Reproduce the lines below verbatim, starting at the line that contains "Tag every instance of the lab" and ending at the line that contains "x=134 y=339". Leave out every line outside that range.

## Start Records provided

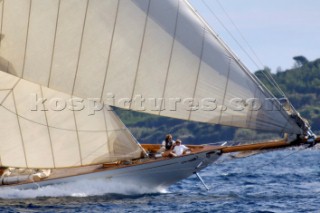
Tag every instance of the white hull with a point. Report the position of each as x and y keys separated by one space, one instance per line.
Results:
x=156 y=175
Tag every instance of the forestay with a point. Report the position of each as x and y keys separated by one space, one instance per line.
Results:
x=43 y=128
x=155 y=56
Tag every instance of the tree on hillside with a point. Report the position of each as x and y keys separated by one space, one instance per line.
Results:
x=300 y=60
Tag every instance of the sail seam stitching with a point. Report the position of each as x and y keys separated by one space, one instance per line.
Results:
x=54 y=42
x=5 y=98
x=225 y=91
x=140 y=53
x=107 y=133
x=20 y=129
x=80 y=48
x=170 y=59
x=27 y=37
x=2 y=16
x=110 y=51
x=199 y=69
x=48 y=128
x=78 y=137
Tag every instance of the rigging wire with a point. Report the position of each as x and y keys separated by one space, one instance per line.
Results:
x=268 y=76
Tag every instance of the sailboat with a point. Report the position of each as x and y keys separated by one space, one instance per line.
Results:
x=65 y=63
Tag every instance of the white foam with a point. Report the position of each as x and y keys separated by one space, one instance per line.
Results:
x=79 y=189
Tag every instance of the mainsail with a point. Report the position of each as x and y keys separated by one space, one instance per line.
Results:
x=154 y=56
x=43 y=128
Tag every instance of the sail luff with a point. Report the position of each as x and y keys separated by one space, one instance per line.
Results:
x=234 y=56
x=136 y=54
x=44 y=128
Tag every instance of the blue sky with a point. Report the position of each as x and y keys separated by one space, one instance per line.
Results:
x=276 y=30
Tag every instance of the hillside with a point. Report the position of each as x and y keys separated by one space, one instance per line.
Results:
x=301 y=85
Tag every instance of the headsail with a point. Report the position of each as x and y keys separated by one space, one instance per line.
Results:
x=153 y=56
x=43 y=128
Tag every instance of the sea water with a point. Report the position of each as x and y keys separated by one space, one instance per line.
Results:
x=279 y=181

## End Records provided
## Start Records provided

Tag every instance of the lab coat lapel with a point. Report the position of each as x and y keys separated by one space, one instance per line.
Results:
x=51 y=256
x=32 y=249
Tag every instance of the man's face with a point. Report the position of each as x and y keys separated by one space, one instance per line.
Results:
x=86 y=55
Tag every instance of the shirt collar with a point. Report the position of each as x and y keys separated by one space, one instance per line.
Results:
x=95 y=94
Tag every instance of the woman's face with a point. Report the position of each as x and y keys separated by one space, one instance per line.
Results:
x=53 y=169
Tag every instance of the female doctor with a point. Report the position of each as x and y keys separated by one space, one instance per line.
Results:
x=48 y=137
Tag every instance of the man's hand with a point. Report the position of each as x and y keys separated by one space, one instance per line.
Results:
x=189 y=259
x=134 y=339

## End Records provided

**Output for this exercise**
Tag every instance of the lab coat lapel with a point. Report the position of each as x and y keys separated by one space, one instance per line.
Results:
x=51 y=256
x=32 y=249
Tag every instance of the man's face with a point. Report the position of each as x and y keys separated by one space, one instance per line.
Results:
x=86 y=55
Tag every instance of the shirt collar with a point. Report the position of each as x and y keys separated by one space, one instance per line.
Results:
x=95 y=94
Tag every instance of the woman's face with a point. Report the position of each as x and y keys separated by one space, one instance per line.
Results:
x=53 y=169
Tag every instance of the female doctor with a point. Report the position of each as x and y keys separated by one space, one instance per line.
Results:
x=48 y=137
Tag every instance of the man's hand with a point. Report the position of each as x and y keys separated by one space, one instance per line.
Results:
x=189 y=259
x=134 y=339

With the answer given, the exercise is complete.